## YOUR INSTRUCTIONS
Copy the following lines without any changes.

◇ ◇ ◇ ◇ ◇ ◇ ◇

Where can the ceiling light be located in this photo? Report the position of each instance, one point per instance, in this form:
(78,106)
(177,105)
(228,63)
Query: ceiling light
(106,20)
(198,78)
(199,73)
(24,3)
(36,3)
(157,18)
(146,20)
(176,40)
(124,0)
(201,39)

◇ ◇ ◇ ◇ ◇ ◇ ◇

## CORRECT OUTPUT
Where can the ceiling light be located in this photo? Report the position of each instance, one point per instance, in this form:
(78,106)
(177,105)
(228,63)
Query: ceiling light
(106,20)
(198,78)
(199,73)
(24,3)
(36,3)
(157,18)
(146,20)
(176,40)
(124,0)
(201,39)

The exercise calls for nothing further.